STATED EXERCISE:
Write out the material below exactly, beginning at the line that contains "Would you mind pinning the white sail" and ending with its last line, both ends included; write nothing else.
***** DATA
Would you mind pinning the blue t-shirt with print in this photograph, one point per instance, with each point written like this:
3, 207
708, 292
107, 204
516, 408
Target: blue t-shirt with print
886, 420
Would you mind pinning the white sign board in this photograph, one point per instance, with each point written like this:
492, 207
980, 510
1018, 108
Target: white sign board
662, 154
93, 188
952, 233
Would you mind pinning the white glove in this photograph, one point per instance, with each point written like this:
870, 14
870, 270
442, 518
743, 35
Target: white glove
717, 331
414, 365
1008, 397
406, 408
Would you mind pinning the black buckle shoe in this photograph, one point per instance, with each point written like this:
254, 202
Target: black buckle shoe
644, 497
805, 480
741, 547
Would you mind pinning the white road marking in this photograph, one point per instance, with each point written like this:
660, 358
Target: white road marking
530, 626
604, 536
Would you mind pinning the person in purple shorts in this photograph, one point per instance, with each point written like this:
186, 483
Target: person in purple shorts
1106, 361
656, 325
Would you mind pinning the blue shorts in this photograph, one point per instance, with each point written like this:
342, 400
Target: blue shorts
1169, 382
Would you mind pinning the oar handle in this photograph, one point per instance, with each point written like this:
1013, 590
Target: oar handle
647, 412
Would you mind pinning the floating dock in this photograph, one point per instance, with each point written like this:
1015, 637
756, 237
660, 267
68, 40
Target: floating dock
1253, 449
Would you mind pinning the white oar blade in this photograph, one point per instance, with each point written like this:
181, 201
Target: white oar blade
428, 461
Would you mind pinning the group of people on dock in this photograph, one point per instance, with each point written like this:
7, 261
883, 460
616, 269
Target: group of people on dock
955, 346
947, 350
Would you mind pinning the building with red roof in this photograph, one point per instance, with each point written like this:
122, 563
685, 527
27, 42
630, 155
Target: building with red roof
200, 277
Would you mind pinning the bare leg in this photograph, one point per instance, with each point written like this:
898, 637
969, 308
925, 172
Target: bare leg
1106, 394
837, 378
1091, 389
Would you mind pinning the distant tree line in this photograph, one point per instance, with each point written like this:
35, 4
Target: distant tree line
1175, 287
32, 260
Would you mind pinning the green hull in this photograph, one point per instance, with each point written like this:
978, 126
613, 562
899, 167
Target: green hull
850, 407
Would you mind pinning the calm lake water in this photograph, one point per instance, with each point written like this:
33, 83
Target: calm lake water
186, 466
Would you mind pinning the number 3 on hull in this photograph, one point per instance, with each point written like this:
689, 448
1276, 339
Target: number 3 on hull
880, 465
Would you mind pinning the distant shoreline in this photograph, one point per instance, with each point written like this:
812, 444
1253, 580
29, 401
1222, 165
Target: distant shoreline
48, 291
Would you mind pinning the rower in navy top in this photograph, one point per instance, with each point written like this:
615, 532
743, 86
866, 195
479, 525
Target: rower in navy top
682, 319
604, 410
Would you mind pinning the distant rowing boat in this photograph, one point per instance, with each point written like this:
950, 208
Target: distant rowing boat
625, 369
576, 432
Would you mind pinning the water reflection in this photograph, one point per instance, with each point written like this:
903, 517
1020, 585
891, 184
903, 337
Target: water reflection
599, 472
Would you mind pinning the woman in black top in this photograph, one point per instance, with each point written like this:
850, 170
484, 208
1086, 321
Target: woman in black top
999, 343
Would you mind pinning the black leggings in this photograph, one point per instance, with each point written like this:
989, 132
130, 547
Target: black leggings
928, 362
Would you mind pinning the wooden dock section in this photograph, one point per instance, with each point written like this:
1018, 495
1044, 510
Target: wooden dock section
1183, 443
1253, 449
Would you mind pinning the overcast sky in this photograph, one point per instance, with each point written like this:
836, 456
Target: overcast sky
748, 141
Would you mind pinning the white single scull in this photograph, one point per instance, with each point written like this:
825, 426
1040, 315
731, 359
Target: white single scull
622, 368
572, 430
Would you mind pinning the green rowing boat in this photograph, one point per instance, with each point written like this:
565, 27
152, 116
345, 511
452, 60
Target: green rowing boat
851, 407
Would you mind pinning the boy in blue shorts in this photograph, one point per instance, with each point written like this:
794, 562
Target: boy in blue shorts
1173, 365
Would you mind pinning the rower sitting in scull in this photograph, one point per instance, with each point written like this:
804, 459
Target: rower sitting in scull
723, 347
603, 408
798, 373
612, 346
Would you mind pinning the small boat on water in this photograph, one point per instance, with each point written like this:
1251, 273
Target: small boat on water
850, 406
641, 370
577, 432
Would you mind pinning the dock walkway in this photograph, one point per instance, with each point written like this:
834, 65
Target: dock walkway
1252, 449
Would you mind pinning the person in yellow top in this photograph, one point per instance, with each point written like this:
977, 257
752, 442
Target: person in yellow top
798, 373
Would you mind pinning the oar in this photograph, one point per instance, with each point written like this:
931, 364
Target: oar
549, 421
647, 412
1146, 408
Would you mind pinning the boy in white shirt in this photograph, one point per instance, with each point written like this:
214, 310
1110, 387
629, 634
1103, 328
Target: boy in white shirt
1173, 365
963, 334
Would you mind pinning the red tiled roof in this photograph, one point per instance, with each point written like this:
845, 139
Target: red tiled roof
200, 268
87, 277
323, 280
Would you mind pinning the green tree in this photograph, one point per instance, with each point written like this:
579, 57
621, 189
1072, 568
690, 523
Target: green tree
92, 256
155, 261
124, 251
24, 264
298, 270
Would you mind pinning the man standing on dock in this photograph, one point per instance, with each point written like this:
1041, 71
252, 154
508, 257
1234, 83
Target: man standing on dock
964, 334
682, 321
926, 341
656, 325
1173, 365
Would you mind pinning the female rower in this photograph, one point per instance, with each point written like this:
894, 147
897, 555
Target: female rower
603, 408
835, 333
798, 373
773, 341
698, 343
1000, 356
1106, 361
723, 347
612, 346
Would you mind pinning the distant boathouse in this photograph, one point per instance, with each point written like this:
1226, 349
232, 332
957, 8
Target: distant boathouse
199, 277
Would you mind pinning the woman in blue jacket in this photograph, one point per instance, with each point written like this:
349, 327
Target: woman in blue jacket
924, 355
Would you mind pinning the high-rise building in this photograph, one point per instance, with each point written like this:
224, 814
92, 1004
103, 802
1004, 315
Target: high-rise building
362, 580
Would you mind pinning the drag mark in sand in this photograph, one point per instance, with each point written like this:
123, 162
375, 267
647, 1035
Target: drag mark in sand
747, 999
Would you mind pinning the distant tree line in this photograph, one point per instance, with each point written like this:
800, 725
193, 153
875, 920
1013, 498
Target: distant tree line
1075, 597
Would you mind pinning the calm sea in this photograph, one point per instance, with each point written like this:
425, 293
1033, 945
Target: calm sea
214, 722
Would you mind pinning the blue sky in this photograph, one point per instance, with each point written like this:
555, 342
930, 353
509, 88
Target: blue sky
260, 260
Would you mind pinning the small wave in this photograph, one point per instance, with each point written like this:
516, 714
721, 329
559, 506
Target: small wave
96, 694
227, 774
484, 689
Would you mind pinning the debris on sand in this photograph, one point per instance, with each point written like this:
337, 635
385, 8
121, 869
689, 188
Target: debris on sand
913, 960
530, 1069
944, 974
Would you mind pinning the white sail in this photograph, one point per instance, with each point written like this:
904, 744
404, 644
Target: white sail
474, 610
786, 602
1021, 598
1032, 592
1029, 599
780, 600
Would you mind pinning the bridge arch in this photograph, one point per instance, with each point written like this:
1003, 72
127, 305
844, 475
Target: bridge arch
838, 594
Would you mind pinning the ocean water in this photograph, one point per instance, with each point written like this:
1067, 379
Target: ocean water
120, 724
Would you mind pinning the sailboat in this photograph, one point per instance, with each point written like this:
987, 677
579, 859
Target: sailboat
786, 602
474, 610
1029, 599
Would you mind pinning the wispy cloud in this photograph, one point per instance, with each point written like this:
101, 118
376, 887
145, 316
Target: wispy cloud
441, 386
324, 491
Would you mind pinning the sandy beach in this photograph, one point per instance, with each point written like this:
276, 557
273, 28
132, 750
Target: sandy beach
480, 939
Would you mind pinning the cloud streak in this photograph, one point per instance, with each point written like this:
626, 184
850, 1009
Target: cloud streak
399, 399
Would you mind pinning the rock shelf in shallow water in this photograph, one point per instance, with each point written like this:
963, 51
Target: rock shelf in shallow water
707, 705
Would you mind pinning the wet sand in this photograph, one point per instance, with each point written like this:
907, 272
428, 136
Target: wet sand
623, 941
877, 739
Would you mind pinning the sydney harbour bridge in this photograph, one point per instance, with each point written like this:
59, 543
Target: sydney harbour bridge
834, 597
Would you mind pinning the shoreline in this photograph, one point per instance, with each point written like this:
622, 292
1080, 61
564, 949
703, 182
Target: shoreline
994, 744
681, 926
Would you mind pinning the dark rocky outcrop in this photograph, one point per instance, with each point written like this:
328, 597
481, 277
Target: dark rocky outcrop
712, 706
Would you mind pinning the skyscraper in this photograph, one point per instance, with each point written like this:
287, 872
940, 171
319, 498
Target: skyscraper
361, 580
**********
RESPONSE TO THIS EXERCISE:
Would you mind pinning the white sail in this photograph, one point per instance, with each point written like this:
904, 744
404, 644
Target: white sail
474, 610
786, 602
1021, 598
1032, 592
1029, 599
780, 600
Would you mind pinning the bridge arch in this photograph, one point per instance, with each point written like this:
1003, 72
127, 305
844, 475
Target: bridge arch
838, 594
Would you mind pinning the ocean water in this photograph, one point per instance, with each point written like this:
1067, 379
Target: ocean water
120, 724
Would you mind pinning the sailboat in this photograph, one point per instance, with each point written like this:
987, 677
579, 859
Target: sailboat
786, 602
474, 610
1029, 599
Would you mind pinning the wispy cloud in this photograph, one point per instance, with each point written like this:
101, 118
376, 887
145, 316
Target: wispy cloud
441, 386
324, 491
Would you mind pinning the sandy beach in this photograph, one point per instance, with each point written like this:
276, 557
273, 28
132, 750
Target: sandy beach
480, 939
Would you mind pinning the cloud streak in this photograph, one point per instance, with each point written like this:
626, 184
850, 1009
Target: cloud streak
399, 399
Would you mind pinning the rock shelf in shallow water in this photograph, one point per instance, with each point written like this:
963, 51
Target: rock shelf in shallow water
707, 705
Would you mind pinning the wet sand in this photograph, one point per instance, with each point written like this:
907, 272
428, 136
Target: wet sand
623, 941
877, 739
Would you mind pinning the sydney harbour bridge in this photograph, one point per instance, with each point written like this:
59, 543
Target: sydney harbour bridge
834, 597
Would you mind pinning the shoreline in this photograph, one point per instance, with each point written like this:
622, 292
1080, 61
564, 949
703, 182
Target: shoreline
994, 744
681, 926
Would you mind pinning the dark rocky outcrop in this photograph, one point per instance, with each point written like this:
328, 597
481, 277
Target: dark rocky outcrop
712, 706
Would you mind pinning the skyscraper in this photograph, one point per instance, with each point written like this:
287, 872
940, 171
319, 498
Target: skyscraper
361, 580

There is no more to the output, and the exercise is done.